**GOAL OF THE EXERCISE**. Print the entries exactly as given.

[Region pointing data]

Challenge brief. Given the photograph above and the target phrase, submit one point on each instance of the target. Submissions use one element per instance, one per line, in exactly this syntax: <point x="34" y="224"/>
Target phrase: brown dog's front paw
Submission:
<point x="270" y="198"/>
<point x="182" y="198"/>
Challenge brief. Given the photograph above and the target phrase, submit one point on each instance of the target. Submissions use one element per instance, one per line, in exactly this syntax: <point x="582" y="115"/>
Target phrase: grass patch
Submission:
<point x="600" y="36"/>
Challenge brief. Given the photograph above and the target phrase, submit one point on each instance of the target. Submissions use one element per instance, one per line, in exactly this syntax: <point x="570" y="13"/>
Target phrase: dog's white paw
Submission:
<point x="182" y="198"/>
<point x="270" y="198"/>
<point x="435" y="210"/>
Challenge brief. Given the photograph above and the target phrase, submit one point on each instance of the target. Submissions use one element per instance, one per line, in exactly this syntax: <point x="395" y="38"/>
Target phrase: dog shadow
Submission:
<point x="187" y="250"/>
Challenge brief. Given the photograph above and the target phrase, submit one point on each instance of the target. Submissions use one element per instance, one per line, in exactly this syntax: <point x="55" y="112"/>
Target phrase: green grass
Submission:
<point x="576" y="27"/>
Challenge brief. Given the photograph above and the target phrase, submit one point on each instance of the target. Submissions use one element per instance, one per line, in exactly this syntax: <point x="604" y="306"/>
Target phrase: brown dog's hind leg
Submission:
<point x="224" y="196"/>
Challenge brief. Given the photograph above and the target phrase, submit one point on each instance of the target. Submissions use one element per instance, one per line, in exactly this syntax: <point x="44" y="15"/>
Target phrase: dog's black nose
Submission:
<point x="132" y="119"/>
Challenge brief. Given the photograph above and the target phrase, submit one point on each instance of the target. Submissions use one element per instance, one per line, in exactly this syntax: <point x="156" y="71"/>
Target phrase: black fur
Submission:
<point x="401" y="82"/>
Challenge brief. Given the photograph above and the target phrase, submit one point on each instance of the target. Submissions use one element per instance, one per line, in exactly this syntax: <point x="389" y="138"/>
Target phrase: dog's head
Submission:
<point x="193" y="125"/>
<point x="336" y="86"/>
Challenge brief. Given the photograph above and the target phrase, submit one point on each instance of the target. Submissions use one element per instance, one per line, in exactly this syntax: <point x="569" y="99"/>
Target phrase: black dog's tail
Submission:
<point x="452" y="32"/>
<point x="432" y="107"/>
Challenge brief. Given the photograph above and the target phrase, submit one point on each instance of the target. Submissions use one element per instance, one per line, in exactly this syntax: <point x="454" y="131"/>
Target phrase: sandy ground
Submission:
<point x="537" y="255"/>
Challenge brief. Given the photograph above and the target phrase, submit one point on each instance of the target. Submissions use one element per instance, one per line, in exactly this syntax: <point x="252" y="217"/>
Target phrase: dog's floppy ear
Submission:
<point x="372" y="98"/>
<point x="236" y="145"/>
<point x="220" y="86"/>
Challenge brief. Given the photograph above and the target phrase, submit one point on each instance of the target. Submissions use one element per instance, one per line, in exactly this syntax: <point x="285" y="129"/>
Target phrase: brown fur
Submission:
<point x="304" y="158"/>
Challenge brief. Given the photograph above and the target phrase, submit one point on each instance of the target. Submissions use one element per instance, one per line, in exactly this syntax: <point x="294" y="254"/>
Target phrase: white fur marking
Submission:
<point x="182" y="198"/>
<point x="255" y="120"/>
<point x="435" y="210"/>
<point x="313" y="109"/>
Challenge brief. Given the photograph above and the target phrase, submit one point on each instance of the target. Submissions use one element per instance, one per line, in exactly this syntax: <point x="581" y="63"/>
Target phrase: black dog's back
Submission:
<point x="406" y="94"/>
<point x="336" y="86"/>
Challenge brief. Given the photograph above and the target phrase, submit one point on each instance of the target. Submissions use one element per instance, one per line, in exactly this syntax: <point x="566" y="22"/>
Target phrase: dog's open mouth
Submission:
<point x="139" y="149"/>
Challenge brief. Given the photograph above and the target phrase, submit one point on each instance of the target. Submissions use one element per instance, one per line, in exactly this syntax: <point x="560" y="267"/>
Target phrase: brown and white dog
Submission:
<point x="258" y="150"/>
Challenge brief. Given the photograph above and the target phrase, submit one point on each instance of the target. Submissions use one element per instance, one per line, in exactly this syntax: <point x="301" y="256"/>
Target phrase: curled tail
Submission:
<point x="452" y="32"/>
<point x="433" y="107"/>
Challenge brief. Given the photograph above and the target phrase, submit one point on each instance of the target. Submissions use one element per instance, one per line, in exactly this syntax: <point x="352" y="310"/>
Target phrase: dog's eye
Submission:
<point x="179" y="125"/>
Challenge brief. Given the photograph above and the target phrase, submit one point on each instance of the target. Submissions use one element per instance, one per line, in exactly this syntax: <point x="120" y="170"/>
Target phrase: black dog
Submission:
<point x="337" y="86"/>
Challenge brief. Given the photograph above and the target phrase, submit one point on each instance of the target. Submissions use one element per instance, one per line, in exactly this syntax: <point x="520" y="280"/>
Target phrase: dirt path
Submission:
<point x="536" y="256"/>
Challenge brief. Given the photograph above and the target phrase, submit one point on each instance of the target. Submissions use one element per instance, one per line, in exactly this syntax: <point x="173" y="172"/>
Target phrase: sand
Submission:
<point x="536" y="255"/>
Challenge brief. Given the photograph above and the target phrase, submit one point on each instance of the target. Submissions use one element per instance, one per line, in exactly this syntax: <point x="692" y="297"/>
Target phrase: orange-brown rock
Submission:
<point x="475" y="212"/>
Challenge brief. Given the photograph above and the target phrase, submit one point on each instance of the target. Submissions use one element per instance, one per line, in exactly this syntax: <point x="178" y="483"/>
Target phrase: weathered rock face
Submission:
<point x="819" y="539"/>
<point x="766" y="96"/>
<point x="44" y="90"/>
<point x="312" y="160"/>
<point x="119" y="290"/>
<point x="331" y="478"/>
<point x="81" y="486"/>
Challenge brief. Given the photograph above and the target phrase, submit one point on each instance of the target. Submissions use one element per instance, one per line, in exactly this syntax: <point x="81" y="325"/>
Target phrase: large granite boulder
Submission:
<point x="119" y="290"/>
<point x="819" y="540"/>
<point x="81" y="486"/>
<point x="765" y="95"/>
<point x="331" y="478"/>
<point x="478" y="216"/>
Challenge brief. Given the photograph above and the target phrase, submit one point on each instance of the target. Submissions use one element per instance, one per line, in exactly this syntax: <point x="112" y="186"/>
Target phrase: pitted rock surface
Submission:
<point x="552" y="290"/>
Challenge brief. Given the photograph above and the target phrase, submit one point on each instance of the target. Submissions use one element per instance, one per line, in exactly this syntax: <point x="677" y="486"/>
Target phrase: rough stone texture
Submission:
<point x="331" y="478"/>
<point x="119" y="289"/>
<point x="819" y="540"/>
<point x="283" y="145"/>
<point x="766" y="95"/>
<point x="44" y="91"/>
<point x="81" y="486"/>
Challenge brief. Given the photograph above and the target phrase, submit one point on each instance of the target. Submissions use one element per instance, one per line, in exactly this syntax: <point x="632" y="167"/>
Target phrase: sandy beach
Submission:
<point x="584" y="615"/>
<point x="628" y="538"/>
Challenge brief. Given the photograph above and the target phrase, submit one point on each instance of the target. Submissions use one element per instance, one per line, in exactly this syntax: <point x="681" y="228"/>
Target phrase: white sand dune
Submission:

**ANSWER SPACE**.
Challenge brief. Given the photograph above and the target phrase, submit one point on each instance of the target. Submissions use one element per instance, one per line, in exactly this syntax: <point x="34" y="224"/>
Target phrase: brown dog's front paw
Submission:
<point x="270" y="198"/>
<point x="182" y="198"/>
Challenge brief. Given the photograph above and the target phrase, submit one point on each instance of the target. Submissions use one element per instance, one per line, in exactly this syntax: <point x="582" y="115"/>
Target phrase: grass patch
Submission:
<point x="600" y="36"/>
Challenge brief. Given the photograph above and the target phrase, submit one point on each instance of the target. Submissions use one element per instance, one per line, in exactly this syntax: <point x="570" y="13"/>
Target phrase: dog's white paw
Submission:
<point x="182" y="198"/>
<point x="270" y="198"/>
<point x="435" y="210"/>
Challenge brief. Given the photograph above and the target phrase, submit one point on each instance of the target. Submissions use one element per instance, one per line, in exactly this syntax: <point x="395" y="38"/>
Target phrase: dog shadow
Submission:
<point x="187" y="250"/>
Challenge brief. Given the photograph above and the target phrase, submit one point on each instance of the target. Submissions use one element per instance, one per line, in exactly this syntax: <point x="55" y="112"/>
Target phrase: green grass
Submission:
<point x="576" y="27"/>
Challenge brief. Given the photograph above and the target phrase, submit one point on each instance of the target. Submissions use one element per instance, one per line, in exactly this syntax: <point x="604" y="306"/>
Target phrase: brown dog's hind leg
Submission:
<point x="224" y="196"/>
Challenge brief. Given the photograph above and the target phrase, submit one point on each instance of the target. Submissions use one element per instance, one per line, in exactly this syntax: <point x="44" y="15"/>
Target phrase: dog's black nose
Submission:
<point x="132" y="119"/>
Challenge brief. Given the photograph above and the target phrase, submit one point on each instance of the target. Submissions use one element per instance, one per line, in exactly this syntax: <point x="156" y="71"/>
Target phrase: black fur
Submission:
<point x="401" y="82"/>
Challenge brief. Given the photograph above and the target phrase, submit one point on each instance of the target. Submissions use one element per instance, one per line, in exactly this syntax: <point x="389" y="138"/>
Target phrase: dog's head
Submission:
<point x="193" y="125"/>
<point x="336" y="86"/>
Challenge brief. Given the photograph above and the target phrase, submit one point on each instance of the target. Submissions use one element per instance, one per line, in exactly this syntax: <point x="569" y="99"/>
Target phrase: black dog's tail
Submission:
<point x="452" y="32"/>
<point x="432" y="107"/>
Challenge brief. Given the photograph above and the target phrase, submit one point on each instance of the target. Submissions use one element per instance, one per line, in exactly this syntax: <point x="454" y="131"/>
Target phrase: sandy ground
Submission:
<point x="537" y="255"/>
Challenge brief. Given the photograph above and the target phrase, submit one point on each instance of the target. Submissions use one element per instance, one per line, in exactly this syntax: <point x="252" y="217"/>
Target phrase: dog's floppy ear
Submission:
<point x="372" y="98"/>
<point x="236" y="145"/>
<point x="220" y="86"/>
Challenge brief. Given the photograph above and the target phrase, submit one point on each instance of the target. Submissions use one element per instance, one per line, in exactly this syntax: <point x="285" y="129"/>
Target phrase: brown fur
Submission:
<point x="304" y="158"/>
Challenge brief. Given the photograph above and the target phrase, submit one point on each instance of the target. Submissions use one element per instance, one per line, in exactly this syntax: <point x="294" y="254"/>
Target phrase: white fur marking
Submission:
<point x="182" y="198"/>
<point x="255" y="120"/>
<point x="435" y="210"/>
<point x="313" y="109"/>
Challenge brief. Given the photograph above and the target phrase, submit one point on each instance of the target. Submissions use one element per instance, one per line, in exactly this syntax: <point x="581" y="63"/>
Target phrase: black dog's back
Submission:
<point x="406" y="94"/>
<point x="336" y="86"/>
Challenge brief. Given the photograph above and the target phrase, submit one point on each instance of the target. Submissions use one element per instance, one per line, in exactly this syntax: <point x="566" y="22"/>
Target phrase: dog's open mouth
Submission:
<point x="139" y="149"/>
Challenge brief. Given the photograph above and the target phrase, submit one point on each instance of the target. Submissions use one element per instance, one per line, in exactly this syntax: <point x="560" y="267"/>
Target phrase: brown and white dog
Submission:
<point x="258" y="150"/>
Challenge brief. Given the photograph above and the target phrase, submit one point on each instance of the target. Submissions use one element per instance, one per line, in exactly this syntax: <point x="301" y="256"/>
Target phrase: curled tail
Submission:
<point x="452" y="32"/>
<point x="433" y="107"/>
Challenge brief. Given the photograph above and the target phrase, submit one point on each instance of the target. Submissions use one element per instance, one per line, in exactly this syntax: <point x="352" y="310"/>
Target phrase: dog's eye
Submission:
<point x="179" y="125"/>
Challenge brief. Given the photograph above and the target phrase, submit one point on each instance of the target. Submissions use one element per instance, one per line, in exactly this syntax: <point x="120" y="170"/>
Target phrase: black dog
Submission:
<point x="337" y="86"/>
Challenge brief. Given the photograph above and the target phrase, submit one point on each instance of the target. Submissions use one element per instance, one per line, in exactly this syntax: <point x="520" y="280"/>
Target phrase: dirt path
Submission:
<point x="536" y="256"/>
Challenge brief. Given the photograph above and the target phrase, submit one point on each instance of the target. Submissions use one element per instance, one per line, in exactly this syntax: <point x="173" y="172"/>
Target phrase: sand
Submission:
<point x="536" y="255"/>
Challenge brief. Given the photograph above and the target phrase, submit one point on each instance of the target. Submissions use one element per instance, one per line, in exactly this syntax: <point x="692" y="297"/>
Target phrase: orange-brown rock
Submission:
<point x="475" y="212"/>
Challenge brief. Given the photograph above and the target phrase, submit one point on each instance of the target. Submissions use one element per instance, one per line, in exactly this syntax: <point x="178" y="483"/>
Target phrase: weathered rock face
Submission:
<point x="819" y="539"/>
<point x="766" y="96"/>
<point x="44" y="90"/>
<point x="312" y="160"/>
<point x="119" y="290"/>
<point x="331" y="478"/>
<point x="81" y="486"/>
Challenge brief. Given the photograph above and the target phrase, submit one point on each instance of the target. Submissions use one element per instance, one per line, in exactly this syntax: <point x="81" y="325"/>
Target phrase: large granite boulder
Submission:
<point x="119" y="290"/>
<point x="819" y="540"/>
<point x="81" y="486"/>
<point x="765" y="95"/>
<point x="331" y="478"/>
<point x="478" y="216"/>
Challenge brief. Given the photograph above and the target phrase, submit one point on each instance of the target. Submissions use one element per instance, one per line, in exactly this syntax: <point x="112" y="186"/>
Target phrase: pitted rock surface
Submission:
<point x="552" y="290"/>
Challenge brief. Given the photograph above and the target phrase, submit one point on each instance of the target. Submissions use one element per instance, one per line, in exactly this syntax: <point x="677" y="486"/>
Target phrase: rough stone texture
Submission:
<point x="331" y="478"/>
<point x="119" y="289"/>
<point x="819" y="540"/>
<point x="283" y="145"/>
<point x="766" y="95"/>
<point x="44" y="91"/>
<point x="81" y="486"/>
Challenge brief. Given the photograph above and the target phrase, submit one point on each instance of the target. Submissions use one element per instance, one per line, in exactly this syntax: <point x="632" y="167"/>
Target phrase: sandy beach
Submission:
<point x="584" y="615"/>
<point x="628" y="538"/>
Challenge brief. Given the photograph above and the target phrase, submit one point on each instance of the target. Submissions use one element per instance, one per line, in exactly this syntax: <point x="681" y="228"/>
Target phrase: white sand dune
Submission:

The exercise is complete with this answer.